[READING PASSAGE start]

Farmdrop operates an all-electric fleet which suits its environmental ethos and saves money, but it has had to overcome challenges. Sarah Tooze reports
Farmdrop, a London-based online food delivery company which operates a 100% electric van fleet (14 Nissan e-NV200s) is, arguably, ahead of the curve.
The business has used EVs since it launched in 2012, principally for environmental reasons, earning it Go Ultra Low Company status in July 2016 and a Fleet Hero award for Ultra Low Emission Fleet in November.
Unlike other fleet operators, it did not have the headache of switching from diesel to electric – something which its director of supply chain Phil Eaves believes more businesses will soon need to do.
“I anticipate we’ll see a lot of operations moving to electric vehicles for multi-drop deliveries in central London. Not because of the environmental agenda necessarily for them, albeit it was quite a big one for us, but I think they will just end up being financially penalised ,” he says, referring to the planned introduction of the Ultra-low Emission Zone (ULEZ) in London, which Mayor Sadiq Khan wants to bring forward to 2019.

[READING PASSAGE end]
[DATA RECORDS start]

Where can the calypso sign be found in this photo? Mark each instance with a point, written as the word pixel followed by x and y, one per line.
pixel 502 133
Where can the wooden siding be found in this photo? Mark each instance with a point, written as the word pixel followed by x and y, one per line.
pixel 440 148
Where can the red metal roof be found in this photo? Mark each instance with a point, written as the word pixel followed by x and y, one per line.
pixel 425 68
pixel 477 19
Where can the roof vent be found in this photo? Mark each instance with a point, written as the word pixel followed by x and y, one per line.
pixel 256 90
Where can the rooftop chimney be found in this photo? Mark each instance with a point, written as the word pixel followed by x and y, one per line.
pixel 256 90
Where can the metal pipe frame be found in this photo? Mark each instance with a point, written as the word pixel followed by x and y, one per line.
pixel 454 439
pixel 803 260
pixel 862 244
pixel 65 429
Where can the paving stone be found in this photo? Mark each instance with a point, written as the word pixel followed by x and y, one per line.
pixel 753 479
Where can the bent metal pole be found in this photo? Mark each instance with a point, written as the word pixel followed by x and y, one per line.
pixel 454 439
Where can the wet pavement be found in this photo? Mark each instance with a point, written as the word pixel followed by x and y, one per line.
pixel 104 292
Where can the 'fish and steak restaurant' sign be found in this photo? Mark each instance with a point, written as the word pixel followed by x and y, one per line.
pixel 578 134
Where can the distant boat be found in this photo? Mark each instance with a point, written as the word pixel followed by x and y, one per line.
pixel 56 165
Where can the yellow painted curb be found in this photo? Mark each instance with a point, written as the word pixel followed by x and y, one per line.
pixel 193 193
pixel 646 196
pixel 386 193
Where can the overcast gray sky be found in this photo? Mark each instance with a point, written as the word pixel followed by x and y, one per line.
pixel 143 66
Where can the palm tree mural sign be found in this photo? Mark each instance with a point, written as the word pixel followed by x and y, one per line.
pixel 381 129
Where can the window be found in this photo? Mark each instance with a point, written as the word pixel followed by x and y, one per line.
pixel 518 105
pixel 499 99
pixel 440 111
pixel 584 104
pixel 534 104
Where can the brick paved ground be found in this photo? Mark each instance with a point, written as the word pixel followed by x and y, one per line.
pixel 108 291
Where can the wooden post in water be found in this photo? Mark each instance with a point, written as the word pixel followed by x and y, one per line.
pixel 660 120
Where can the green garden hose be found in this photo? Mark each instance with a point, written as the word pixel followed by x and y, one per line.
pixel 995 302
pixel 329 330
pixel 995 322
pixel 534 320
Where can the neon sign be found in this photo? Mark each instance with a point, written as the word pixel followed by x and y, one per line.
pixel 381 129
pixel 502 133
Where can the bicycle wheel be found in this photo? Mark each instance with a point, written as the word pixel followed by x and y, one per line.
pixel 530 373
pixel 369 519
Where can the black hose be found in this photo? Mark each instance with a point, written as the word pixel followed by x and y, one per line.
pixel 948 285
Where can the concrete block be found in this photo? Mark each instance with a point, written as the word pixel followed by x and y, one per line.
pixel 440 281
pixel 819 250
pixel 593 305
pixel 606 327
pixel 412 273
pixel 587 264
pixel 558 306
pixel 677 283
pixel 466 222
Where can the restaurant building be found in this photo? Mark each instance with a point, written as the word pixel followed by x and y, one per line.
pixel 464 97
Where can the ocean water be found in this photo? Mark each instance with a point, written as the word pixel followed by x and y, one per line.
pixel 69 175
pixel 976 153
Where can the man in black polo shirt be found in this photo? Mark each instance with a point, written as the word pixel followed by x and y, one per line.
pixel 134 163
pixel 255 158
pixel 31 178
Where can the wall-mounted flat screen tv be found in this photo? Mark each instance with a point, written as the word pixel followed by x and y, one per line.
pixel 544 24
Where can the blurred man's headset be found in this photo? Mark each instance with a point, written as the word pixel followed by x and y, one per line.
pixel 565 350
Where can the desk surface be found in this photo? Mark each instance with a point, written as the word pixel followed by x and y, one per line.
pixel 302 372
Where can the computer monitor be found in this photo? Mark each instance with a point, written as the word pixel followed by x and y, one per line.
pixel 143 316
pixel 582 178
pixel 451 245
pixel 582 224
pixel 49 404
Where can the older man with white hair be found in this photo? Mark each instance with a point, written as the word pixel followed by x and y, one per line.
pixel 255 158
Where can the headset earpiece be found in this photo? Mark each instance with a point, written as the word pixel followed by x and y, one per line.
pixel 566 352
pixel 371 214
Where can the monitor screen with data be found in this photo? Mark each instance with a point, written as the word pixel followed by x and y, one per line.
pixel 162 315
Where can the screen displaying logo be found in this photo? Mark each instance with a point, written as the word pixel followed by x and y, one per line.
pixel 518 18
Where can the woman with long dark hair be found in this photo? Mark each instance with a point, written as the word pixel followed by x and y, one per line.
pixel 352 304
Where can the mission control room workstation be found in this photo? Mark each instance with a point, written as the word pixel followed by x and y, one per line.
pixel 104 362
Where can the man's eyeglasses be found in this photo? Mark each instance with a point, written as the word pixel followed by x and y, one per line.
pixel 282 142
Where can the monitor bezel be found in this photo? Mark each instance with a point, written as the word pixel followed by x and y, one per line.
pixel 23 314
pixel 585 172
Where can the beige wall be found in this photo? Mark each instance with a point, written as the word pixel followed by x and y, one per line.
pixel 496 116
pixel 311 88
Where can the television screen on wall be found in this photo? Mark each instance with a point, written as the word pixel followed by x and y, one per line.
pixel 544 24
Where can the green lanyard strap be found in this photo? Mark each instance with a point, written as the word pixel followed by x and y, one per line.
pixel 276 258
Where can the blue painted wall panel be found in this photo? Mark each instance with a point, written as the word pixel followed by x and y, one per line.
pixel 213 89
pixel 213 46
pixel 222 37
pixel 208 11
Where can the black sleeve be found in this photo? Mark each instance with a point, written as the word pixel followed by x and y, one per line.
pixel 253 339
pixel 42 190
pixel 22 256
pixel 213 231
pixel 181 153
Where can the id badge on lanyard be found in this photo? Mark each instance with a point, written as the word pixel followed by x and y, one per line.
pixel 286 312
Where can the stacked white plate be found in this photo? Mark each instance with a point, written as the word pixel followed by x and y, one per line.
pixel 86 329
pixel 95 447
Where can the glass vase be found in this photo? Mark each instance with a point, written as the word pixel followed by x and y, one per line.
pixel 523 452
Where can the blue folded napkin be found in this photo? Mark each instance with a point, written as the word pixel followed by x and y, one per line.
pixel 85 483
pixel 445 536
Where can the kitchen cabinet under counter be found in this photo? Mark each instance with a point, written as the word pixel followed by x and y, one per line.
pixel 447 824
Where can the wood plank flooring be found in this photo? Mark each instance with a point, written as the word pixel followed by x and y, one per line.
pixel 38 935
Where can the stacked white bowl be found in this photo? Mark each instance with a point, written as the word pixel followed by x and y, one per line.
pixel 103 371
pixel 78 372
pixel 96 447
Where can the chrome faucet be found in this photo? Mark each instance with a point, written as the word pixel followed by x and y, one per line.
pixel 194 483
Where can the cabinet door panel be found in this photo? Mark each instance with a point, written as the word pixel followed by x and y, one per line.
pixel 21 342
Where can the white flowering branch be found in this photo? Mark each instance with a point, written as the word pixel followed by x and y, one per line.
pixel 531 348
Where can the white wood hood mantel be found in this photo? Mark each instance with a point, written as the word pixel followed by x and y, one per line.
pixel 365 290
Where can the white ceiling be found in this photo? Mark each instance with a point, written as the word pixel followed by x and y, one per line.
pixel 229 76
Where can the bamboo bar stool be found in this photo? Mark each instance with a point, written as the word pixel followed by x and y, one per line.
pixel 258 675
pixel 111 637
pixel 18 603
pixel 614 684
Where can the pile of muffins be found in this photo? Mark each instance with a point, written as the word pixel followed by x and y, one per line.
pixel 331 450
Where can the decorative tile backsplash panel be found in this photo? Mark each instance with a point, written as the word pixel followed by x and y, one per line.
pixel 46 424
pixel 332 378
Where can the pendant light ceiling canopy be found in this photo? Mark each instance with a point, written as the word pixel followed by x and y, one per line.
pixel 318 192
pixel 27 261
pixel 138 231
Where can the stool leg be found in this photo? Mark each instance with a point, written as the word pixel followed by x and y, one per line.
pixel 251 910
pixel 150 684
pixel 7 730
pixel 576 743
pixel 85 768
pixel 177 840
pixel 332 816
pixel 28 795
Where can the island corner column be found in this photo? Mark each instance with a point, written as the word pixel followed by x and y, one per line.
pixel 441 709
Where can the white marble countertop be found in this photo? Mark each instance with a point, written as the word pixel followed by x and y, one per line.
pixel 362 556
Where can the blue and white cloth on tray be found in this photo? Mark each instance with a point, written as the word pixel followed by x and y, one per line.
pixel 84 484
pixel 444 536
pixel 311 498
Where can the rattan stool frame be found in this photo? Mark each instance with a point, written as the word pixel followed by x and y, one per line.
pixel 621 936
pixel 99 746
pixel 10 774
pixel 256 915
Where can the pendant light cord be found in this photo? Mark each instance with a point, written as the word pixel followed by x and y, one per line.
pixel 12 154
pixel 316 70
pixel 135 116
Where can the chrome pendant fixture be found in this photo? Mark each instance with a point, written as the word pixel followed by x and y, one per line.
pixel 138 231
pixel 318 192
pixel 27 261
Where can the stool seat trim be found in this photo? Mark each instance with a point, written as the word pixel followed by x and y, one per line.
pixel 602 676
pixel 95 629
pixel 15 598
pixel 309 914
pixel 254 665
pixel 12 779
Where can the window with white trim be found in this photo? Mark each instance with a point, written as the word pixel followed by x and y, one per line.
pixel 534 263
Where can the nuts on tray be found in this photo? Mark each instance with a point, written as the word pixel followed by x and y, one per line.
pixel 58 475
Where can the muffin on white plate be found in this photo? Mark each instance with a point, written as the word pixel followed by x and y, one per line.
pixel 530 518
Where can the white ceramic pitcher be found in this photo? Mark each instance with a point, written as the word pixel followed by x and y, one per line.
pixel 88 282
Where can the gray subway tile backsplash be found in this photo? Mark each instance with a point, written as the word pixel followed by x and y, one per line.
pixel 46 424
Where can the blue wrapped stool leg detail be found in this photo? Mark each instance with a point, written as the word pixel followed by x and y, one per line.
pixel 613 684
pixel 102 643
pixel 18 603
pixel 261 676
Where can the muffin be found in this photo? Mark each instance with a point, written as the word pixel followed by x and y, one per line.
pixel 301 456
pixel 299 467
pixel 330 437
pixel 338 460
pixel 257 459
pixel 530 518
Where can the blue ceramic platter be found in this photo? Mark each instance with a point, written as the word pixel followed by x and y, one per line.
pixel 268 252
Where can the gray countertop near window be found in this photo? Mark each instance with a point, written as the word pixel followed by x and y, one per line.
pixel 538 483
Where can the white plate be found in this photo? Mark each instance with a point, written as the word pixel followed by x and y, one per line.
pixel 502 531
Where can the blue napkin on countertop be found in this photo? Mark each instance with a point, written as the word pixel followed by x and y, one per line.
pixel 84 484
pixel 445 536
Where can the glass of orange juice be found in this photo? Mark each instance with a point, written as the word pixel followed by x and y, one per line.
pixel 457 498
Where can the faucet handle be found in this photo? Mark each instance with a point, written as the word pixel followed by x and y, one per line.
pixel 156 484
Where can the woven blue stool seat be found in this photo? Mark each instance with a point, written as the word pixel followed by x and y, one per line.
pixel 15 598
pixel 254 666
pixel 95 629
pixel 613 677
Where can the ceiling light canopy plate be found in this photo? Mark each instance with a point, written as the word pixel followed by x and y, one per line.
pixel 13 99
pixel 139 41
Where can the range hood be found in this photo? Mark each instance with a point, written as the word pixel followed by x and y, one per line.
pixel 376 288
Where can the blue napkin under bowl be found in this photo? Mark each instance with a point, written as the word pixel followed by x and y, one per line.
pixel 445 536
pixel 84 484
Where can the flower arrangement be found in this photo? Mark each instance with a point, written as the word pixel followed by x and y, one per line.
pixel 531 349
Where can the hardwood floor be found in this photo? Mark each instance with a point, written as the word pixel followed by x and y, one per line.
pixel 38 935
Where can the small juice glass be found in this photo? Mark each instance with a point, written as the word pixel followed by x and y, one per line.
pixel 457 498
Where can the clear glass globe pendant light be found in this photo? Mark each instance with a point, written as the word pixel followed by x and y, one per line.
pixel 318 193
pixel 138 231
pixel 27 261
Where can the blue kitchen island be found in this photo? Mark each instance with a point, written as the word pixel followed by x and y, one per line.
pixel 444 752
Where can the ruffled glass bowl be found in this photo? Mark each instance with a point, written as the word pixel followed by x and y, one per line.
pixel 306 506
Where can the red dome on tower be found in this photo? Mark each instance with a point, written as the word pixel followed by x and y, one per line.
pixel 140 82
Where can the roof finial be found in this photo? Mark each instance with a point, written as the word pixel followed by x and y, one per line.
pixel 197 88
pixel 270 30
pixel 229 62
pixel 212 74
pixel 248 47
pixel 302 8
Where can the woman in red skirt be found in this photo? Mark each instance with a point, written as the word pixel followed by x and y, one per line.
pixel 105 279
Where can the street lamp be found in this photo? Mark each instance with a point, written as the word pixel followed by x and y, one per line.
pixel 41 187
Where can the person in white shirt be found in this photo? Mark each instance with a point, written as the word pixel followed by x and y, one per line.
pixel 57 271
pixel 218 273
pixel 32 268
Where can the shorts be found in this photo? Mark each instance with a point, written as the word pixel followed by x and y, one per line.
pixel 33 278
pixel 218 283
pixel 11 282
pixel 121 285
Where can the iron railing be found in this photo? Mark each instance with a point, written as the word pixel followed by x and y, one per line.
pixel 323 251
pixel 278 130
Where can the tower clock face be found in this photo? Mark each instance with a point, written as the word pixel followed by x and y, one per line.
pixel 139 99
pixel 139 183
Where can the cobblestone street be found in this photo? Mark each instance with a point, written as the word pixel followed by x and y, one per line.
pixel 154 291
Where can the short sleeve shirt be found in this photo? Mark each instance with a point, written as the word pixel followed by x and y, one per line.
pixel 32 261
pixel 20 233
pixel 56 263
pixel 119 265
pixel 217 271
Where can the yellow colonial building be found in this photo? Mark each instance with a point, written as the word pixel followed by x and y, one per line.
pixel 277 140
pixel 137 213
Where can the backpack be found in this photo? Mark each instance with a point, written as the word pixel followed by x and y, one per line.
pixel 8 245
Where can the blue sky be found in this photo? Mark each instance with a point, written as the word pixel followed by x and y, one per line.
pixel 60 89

[DATA RECORDS end]

DIRECTIVES
1. Write out the passage of the article on Farmdrop's electric van fleet that starts with "Unlike other fleet" and goes on through "forward to 2019.".
2. Extend the article on Farmdrop's electric van fleet by continuing it after its last sentence.

RESPONSES BY TASK
1.
Unlike other fleet operators, it did not have the headache of switching from diesel to electric – something which its director of supply chain Phil Eaves believes more businesses will soon need to do.
“I anticipate we’ll see a lot of operations moving to electric vehicles for multi-drop deliveries in central London. Not because of the environmental agenda necessarily for them, albeit it was quite a big one for us, but I think they will just end up being financially penalised ,” he says, referring to the planned introduction of the Ultra-low Emission Zone (ULEZ) in London, which Mayor Sadiq Khan wants to bring forward to 2019.

2.
The Mayor has also recently announced that a £10 emissions surcharge (T-charge) for vehicles that do not meet Euro 4 standards – typically diesel and petrol vehicles registered before 2006 – will start in central London in October this year and has put forward his proposals for a national diesel scrappage scheme.
Eaves and his colleague Gemma Matthews, head of operations, welcome any moves which may remove older, more polluting vehicles from London’s roads.
Farmdrop’s mission, Matthews says, is to “fix the food chain” by bypassing supermarkets so customers can buy directly from local producers, enabling both to get better deals – and deliveries are an important part of that mission.
“Part of fixing the food chain is getting rid of diesel delivery vans because there are so many on the road, particularly in London where we know there are massive air quality issues,” she says.
Matthews has calculated that Farmdrop is saving around 33 tonnes of CO2 by running e-NV200s rather than diesel vans and they are 37% less expensive (taking into account the Congestion Charge saving of £11.50 per vehicle per day and electricity being cheaper than fuel).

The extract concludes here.